_Requirements_:
Show each line of the records that contains the string "ceiling", treating uppercase and lowercase letters as distinct.

_Supplied material_:
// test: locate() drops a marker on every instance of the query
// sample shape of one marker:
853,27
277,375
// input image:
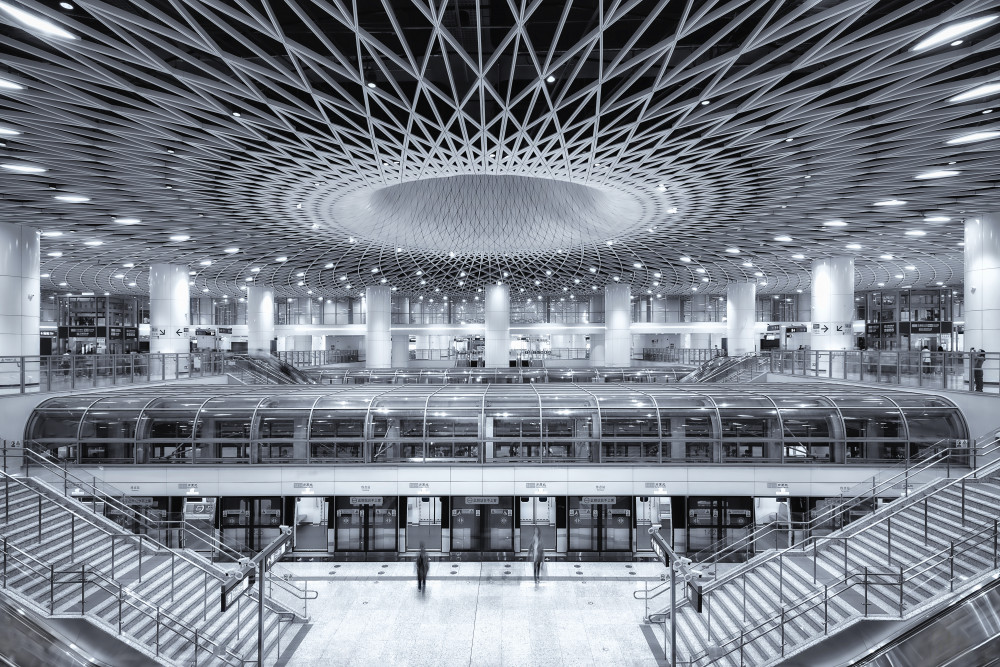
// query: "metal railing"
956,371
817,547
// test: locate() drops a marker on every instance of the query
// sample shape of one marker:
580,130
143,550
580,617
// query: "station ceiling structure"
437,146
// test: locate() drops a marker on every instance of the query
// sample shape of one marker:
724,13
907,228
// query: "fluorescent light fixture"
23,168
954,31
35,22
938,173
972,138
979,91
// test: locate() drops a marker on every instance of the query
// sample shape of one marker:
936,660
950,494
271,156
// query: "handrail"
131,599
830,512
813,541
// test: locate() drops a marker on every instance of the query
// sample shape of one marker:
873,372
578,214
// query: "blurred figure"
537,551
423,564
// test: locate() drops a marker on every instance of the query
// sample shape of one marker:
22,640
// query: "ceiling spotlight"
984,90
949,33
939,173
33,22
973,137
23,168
...
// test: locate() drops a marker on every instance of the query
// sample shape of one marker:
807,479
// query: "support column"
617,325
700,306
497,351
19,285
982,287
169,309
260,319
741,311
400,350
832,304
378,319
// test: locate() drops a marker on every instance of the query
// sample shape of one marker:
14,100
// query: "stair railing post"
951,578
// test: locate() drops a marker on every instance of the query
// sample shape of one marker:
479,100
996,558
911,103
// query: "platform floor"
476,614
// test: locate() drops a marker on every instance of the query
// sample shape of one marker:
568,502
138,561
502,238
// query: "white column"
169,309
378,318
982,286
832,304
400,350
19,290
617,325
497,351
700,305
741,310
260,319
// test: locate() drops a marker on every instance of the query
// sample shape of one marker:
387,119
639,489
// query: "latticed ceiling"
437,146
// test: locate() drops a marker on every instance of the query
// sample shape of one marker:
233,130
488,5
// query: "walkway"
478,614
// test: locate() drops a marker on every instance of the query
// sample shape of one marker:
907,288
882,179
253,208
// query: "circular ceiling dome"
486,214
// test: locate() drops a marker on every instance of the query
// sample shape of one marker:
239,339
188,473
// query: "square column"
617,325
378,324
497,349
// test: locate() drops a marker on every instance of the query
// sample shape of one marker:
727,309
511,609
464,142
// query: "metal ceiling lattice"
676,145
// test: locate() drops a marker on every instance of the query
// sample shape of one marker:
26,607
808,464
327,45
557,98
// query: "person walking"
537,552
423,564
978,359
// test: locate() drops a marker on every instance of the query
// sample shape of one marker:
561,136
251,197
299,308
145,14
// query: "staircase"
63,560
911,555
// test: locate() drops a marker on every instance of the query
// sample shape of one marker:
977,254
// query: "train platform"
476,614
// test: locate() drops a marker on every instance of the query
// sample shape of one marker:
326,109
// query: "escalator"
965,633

_Exercise solution_:
// query: "station ceiling structure"
// query: "ceiling spotlight"
// query: "latticed ceiling"
// query: "circular ceiling dome"
// query: "metal ceiling lattice"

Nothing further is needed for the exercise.